> _THE DATA_
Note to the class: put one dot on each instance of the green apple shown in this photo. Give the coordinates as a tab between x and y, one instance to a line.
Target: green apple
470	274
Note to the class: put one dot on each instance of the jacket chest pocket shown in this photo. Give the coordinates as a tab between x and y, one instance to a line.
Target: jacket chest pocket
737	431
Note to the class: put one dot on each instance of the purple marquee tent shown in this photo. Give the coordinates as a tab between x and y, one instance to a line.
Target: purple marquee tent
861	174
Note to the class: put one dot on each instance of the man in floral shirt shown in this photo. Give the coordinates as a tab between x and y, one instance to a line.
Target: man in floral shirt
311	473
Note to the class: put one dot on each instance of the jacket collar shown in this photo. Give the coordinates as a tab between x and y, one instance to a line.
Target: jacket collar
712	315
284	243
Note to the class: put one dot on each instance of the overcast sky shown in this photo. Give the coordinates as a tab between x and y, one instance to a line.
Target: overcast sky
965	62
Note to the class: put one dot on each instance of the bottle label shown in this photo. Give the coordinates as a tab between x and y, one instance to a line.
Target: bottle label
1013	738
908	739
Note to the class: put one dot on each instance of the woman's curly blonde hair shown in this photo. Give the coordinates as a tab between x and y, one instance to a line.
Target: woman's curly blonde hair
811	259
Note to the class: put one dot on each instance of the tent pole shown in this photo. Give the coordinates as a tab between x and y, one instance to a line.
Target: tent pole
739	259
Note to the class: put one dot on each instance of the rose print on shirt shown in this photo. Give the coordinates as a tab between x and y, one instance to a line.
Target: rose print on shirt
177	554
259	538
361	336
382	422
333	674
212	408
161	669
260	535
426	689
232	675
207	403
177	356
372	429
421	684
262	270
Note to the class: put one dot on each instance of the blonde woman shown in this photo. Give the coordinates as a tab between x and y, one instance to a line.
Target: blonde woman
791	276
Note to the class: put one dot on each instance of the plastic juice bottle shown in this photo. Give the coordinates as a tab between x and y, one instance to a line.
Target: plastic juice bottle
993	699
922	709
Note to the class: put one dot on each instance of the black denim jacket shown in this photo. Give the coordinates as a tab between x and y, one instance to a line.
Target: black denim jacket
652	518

> _TASK_
Your task is to reproduce all of the records exactly.

> _ANSWER_
Note to the class: put one dot on each instance of the green apple shown in this photo. Give the coordinates as a tab between x and y, one instance to a line.
Target: green apple
470	274
Note to the class: put one dot on each instance of the jacket chest pocket shown in this photo. Give the coordinates as a tab between x and y, one instance to a line.
Target: jacket chest pocket
737	431
Note to the class: put one dot on each instance of the purple marquee tent shown in this photo. Give the coordinates as a tab between x and y, one instance to a line.
Target: purple marquee tent
861	174
Note to the class: put one dot on each instance of the man in floral shirt shown in this photo. Give the coordinates as a tab between x and y, one instance to a line.
Target: man in floral shirt
311	473
Note to the class: put one dot on each instance of the jacket collar shown in this photo. Give the coordinates as a tab between x and y, one instance to a line.
Target: jacket collar
712	315
284	243
Note to the class: put one dot on each instance of the overcast sky shown in this photo. Give the coordinates as a tab between x and y, one instance to a line.
Target: overcast sky
965	62
Note to the class: put one dot on each instance of the bottle label shown in this photo. Give the coordinates as a tab between x and y, one instance to a line.
Target: bottle label
1013	738
908	739
Note to the class: put one dot on each instance of the woman's curly blonde hair shown in this photo. Give the coordinates as a tab between x and y, one instance to a line.
Target: woman's curly blonde hair
811	259
Note to the class: put one dot on each instance of the tent pole shown in this photo. Give the coordinates as a tab between x and y, one instance to a line.
Target: tent pole
739	259
Note to the class: put one dot on each instance of the rose print on shirt shown in this photo. Give the coordinates as a tab between x and y, one instance to a line.
Target: rose print on shirt
177	554
259	538
361	336
382	422
333	674
212	408
161	669
260	535
426	689
232	675
207	403
177	356
372	429
421	684
262	270
Note to the class: put one dot on each instance of the blonde woman shown in this photo. Give the coordinates as a tab between x and y, one instance to a line.
Target: blonde woman
791	276
Note to the class: put one dot on each instance of the plastic juice bottle shown in this photo. Give the coordinates as a tab between x and y, one instance to a line.
Target: plastic juice bottle
993	699
922	709
Note to the class: put one dot on each instance of the black denim jacket shown in this photo. Give the coordinates as a tab between x and y, one instance to a line.
Target: black denim jacket
652	518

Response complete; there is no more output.